* [Task directions] Can you convert the rows, starting with the line that contains "draw the outline of the calm gray water" and going on through the end of the rows, into a two-column CSV with the header row_text,row_answer and one line per row? Put each row's text and its answer in a single quoted field, with line breaks turned into spaces.

________________

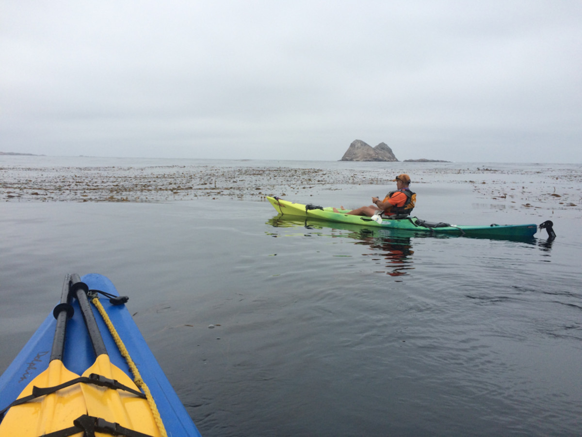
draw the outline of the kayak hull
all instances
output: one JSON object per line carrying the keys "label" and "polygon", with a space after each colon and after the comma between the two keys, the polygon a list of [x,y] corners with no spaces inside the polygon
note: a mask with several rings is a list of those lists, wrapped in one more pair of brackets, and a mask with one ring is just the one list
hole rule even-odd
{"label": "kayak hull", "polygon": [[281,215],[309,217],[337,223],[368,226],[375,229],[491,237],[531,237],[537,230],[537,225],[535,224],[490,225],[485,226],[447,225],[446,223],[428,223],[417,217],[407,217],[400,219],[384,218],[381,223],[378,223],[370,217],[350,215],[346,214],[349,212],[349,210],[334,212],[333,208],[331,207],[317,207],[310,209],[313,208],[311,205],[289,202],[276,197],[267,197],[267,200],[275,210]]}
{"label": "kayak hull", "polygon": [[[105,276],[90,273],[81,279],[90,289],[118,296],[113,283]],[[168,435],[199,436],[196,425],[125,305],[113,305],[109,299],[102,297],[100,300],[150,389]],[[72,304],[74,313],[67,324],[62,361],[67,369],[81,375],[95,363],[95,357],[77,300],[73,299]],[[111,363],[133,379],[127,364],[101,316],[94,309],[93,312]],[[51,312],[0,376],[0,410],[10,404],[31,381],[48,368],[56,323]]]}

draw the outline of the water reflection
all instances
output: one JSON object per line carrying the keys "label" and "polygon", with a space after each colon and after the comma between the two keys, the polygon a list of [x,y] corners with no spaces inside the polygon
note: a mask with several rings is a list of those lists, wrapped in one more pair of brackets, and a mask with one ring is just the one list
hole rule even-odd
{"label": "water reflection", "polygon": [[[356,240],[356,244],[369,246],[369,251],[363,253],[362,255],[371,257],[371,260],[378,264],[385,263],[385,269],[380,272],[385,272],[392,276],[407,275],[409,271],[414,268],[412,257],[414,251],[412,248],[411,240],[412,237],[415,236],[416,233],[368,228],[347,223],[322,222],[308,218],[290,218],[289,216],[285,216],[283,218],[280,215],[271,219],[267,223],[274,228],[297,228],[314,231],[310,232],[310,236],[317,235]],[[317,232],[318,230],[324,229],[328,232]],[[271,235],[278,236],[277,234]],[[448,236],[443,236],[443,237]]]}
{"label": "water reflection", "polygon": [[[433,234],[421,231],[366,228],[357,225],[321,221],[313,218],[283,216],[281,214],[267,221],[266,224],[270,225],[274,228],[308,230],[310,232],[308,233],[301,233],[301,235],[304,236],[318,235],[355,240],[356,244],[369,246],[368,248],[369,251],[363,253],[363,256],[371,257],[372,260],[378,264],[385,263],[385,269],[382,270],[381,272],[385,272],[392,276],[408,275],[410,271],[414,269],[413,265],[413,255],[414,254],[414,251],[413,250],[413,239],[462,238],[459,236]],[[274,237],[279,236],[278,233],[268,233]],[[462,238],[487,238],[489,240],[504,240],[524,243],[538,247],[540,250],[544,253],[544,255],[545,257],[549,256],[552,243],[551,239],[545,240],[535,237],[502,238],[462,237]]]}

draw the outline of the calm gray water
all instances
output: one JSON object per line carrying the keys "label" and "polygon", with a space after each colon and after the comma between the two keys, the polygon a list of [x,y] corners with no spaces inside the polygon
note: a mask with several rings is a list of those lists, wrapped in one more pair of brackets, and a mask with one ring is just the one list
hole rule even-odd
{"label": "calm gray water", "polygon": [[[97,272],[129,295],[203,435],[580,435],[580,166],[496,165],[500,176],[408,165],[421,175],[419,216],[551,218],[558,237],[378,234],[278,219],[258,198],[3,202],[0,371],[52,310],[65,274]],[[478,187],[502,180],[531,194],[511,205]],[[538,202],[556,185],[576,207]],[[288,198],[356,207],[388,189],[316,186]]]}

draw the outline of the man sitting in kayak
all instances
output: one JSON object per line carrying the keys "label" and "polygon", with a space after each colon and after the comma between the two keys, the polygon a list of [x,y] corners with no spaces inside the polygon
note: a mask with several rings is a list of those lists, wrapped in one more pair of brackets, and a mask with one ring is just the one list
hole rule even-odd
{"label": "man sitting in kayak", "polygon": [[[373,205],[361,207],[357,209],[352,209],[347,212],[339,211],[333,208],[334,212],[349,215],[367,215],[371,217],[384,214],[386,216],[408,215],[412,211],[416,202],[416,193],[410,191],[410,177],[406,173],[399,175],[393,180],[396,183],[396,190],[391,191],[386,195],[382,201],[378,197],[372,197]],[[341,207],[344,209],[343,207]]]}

________________

* [Response]
row_text,row_answer
"draw the outline of the calm gray water all instances output: one JSON object per line carrying the keys ""label"" and ""polygon"", with a space after each colon and after the comma between the two keys, the polygon a list of [x,y] corners with no spaces inside the polygon note: a mask with several rings is a list of those lists, wrapped in one more pair of brackets, and a mask with one ring is just the one list hole rule even-odd","{""label"": ""calm gray water"", ""polygon"": [[[97,272],[129,295],[203,435],[580,435],[580,166],[496,165],[500,176],[408,165],[421,175],[419,216],[551,218],[558,237],[378,234],[278,219],[258,198],[3,202],[0,371],[52,310],[65,274]],[[478,187],[502,180],[531,194],[511,205]],[[538,202],[556,185],[576,207]],[[288,198],[356,207],[388,189],[316,186]]]}"
"draw the outline of the man sitting in kayak all instances output: one JSON object per line carrying the keys ""label"" and ""polygon"", with a space after each colon and after the comma between the two keys, the polygon a list of [x,y] corners with no spaces inside the polygon note: a mask with several rings is a list of those lists, wrapped in one more pair of brackets, and a mask with one ring is just the one list hole rule even-odd","{""label"": ""man sitting in kayak"", ""polygon"": [[[373,205],[361,207],[357,209],[352,209],[347,212],[339,211],[333,208],[334,212],[349,215],[367,215],[371,217],[384,214],[386,216],[408,215],[412,211],[416,202],[416,193],[410,191],[410,177],[406,173],[399,175],[393,180],[396,183],[396,190],[391,191],[386,195],[382,201],[378,197],[372,197]],[[341,207],[344,209],[343,207]]]}"